**STATED PROBLEM A**
Shift the coordinates in the answers of the photo-labeling records below by -26, adding -26 to every number in them. Give all the record lines again, requests included, and leave the pictures out.

[start of TEXT SHOWN]

> Andrew Dunstan <[EMAIL PROTECTED]> writes:
> > The reason we are prepared to make an exception for Unicode is precisely
> > because the code point maps to an encoding pattern independently of
> > architecture, ISTM.
> Right --- there is a well-defined standard for the numerical value of
> each character in Unicode. And it's also clear what to do in
> single-byte encodings. It's not at all clear what the representation
> ought to be for other multibyte encodings. A direct transliteration
> of the byte sequence not only has endianness issues, but will have
> a weird non-dense set of valid values because of the restrictions on
> valid multibyte characters.
> Given that chr() has never before behaved sanely for multibyte values at
> all, extending it to Unicode code points is a reasonable extension,
> and throwing error for other encodings is reasonable too. If we ever do
> come across code-point standards for other encodings we can adopt 'em at
> that time.
I don't understand whole discussion.
Why do you think that employing the Unicode code point as the chr()

[end of TEXT SHOWN]
[start of THE INPUT]

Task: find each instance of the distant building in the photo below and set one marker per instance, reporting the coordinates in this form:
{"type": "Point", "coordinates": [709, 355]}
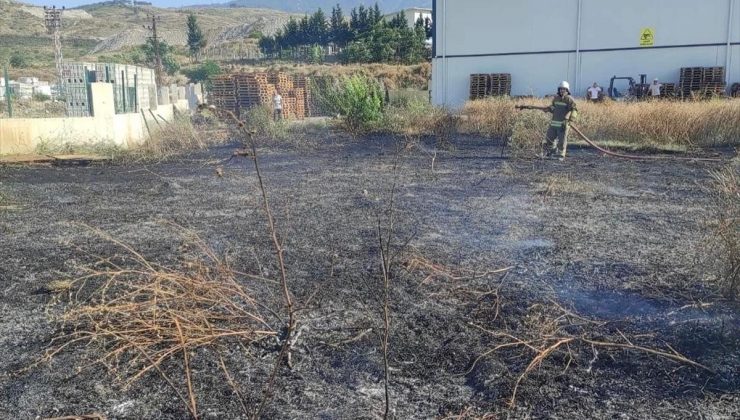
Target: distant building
{"type": "Point", "coordinates": [412, 15]}
{"type": "Point", "coordinates": [542, 42]}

[end of THE INPUT]

**STATED PROBLEM B**
Finish out the next part of the email about chr() and Unicode code points, picking up from its last line.

**RESPONSE A**
Task: find each instance of the distant building in the photo below and set one marker per instance, reporting the coordinates in this form:
{"type": "Point", "coordinates": [709, 355]}
Target: distant building
{"type": "Point", "coordinates": [386, -11]}
{"type": "Point", "coordinates": [516, 16]}

**RESPONSE B**
argument could avoid endianness issues? Are you going to represent
Unicode code point as UCS-4? Then you have to specify the endianness
anyway. (see the UCS-4 standard for more details)
Or are you going to represent Unicode point as a character string such
as 'U+0259'? Then representing any encoding as a string could avoid
endianness issues anyway, and I don't see Unicode code point is any
better than others.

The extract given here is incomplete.